— EXCERPT TO READ —

****

Biden’s Lethargic Spectrum Strategy

December 4, 2023 Topic: Broadband Region: United States Blog Brand: Techland Tags: SpectrumFCCPresident Joe BidenTelecommunications

Biden’s Lethargic Spectrum Strategy

A technologically dominant and self-sufficient America cannot manifest without a healthy pipeline of new spectrum.

 

As the pace of technological innovation accelerates, the economic and geopolitical costs of regulatory dawdling increase. Unfortunately, President Joe Biden seems content to dawdle—at the expense of American technological dominance and national security.

The Biden administration recently released its long-awaited National Spectrum Strategy, a policy document observers anticipated would lay out the federal government’s plans to make new electromagnetic spectrum available for commercial use. Spectrum, the wavelengths over which data travels, is the oxygen in the lungs of digital technologies and the industries they enable particularly 5G. Far from designating new portions of spectrum for commercialization, however, Biden’s strategy merely identifies certain bands for further study.

 

Without increased spectrum availability, U.S. networks will underperform their potential, and American innovation will consequently lag. This stagnation will reduce America’s global competitiveness in tech sectors, a hazardous possibility given China’s continued technological bellicosity.

The United States currently lags behind other nations—particularly China—in deploying the mid-band spectrum, the optimal type for many commercial, industrial, and infrastructural purposes. Beijing understands spectrum’s usefulness well; it has already allocated 1,160 megahertz (MHz) and intends to increase this total to 1,660 MHz in five years. “Compared to the U.S., with only 450 megahertz of mid-band spectrum available for the foreseeable future, Chinese wireless operators are anticipated to have up to 3.7 times more mid-band spectrum,” trade association CTIA writes.

****

— EXERCISE DESCRIPTION —
Write a continuation of the article on Biden's spectrum strategy, starting after its final sentence. The material after this point has nothing to do with the article on Biden's spectrum strategy.

— LISTING —
****

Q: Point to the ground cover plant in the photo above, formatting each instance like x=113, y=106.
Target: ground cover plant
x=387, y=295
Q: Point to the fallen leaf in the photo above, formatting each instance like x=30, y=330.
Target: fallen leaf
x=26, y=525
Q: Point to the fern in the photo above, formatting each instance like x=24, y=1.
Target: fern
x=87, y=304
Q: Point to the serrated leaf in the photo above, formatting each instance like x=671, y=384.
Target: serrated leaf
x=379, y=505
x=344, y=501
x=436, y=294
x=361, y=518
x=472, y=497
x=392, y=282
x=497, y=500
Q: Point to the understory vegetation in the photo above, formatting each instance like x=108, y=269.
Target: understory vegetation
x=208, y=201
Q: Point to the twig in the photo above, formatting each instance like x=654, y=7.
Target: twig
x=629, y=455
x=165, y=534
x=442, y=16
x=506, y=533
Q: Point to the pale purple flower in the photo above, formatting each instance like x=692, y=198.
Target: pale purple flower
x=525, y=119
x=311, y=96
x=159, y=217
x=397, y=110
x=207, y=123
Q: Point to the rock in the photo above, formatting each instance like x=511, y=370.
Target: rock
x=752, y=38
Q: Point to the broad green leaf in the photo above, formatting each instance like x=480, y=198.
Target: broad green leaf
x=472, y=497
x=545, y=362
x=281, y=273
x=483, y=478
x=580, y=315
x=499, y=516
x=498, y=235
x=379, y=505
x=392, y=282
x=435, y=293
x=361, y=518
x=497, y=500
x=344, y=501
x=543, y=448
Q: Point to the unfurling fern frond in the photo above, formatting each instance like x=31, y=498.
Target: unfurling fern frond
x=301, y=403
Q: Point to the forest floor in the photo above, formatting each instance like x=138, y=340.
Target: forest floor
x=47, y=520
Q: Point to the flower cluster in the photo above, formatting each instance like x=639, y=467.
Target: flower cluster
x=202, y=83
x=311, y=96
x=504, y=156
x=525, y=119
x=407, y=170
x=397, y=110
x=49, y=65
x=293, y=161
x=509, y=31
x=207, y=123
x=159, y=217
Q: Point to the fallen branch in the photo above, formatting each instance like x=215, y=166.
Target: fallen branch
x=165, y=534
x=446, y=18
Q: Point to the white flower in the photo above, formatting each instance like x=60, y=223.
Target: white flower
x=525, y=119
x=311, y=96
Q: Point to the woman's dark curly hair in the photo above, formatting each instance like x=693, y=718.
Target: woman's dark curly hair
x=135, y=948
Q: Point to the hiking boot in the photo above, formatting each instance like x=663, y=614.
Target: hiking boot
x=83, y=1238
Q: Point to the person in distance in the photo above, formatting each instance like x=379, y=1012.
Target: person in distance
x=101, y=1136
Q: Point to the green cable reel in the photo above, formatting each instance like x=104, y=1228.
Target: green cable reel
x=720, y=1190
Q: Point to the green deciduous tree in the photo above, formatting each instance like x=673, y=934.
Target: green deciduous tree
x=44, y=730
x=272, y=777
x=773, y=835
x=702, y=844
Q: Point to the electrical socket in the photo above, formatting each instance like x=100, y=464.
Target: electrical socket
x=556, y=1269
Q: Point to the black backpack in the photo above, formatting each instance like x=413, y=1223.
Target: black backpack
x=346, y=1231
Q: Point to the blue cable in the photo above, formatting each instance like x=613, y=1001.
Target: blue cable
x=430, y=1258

****

— FINAL RESULT —
Domestically speaking, Biden’s inaction, if extended, could mean technological stagnation. Without new allocations, America’s supply of spectrum will soon fall far short of commercial demand. CTIA estimates this capacity shortfall will reach 400 MHz by 2027 and 1,400 MHz in a decade. Nonetheless, the new National Spectrum Strategy addresses these impending crises with lethargy, choosing continued uncertainty over concrete action.

“After nearly three years of study, the Biden Administration does not commit to freeing up even a single MHz of spectrum,” wrote Federal Communications Commission (FCC) Commissioner Brendan Carr in response to the strategy’s publication. “Instead, they are announcing that they will continue studying the issue for years to come.”

The primary obstacles to increased spectrum availability are federal agencies’ current usage rights over vast stretches of spectrum. For instance, Washington has allocated over 60 percent of the lower mid-band to the government but less than 10 percent to licensed commercial users. Many such allocations occurred decades back, and government officials and industry alike now recognize that much of this federal spectrum has better and more efficient uses in the private sector. And despite hyperventilating from certain federal officials, significant spectrum commercialization would not degrade agencies’ functioning.

Decline is, as they say, a choice. Indeed, within the last decade, the federal government took exactly the sort of bold, forward-looking action it now eschews. “From 2017 through 2020, the FCC freed up roughly 6,000 MHz of spectrum for licensed use alone plus thousands of additional MHz of spectrum for unlicensed use,” Commissioner Carr continued in his response. By contrast, “The Biden Administration only plans to study less than 2,800 MHz.” Put simply, Biden is thinking about making available less than half of what the previous Republican-led FCC did make available for licensed use alone. Like Aesop’s hare, Washington intends to snooze on what could otherwise be a sure win.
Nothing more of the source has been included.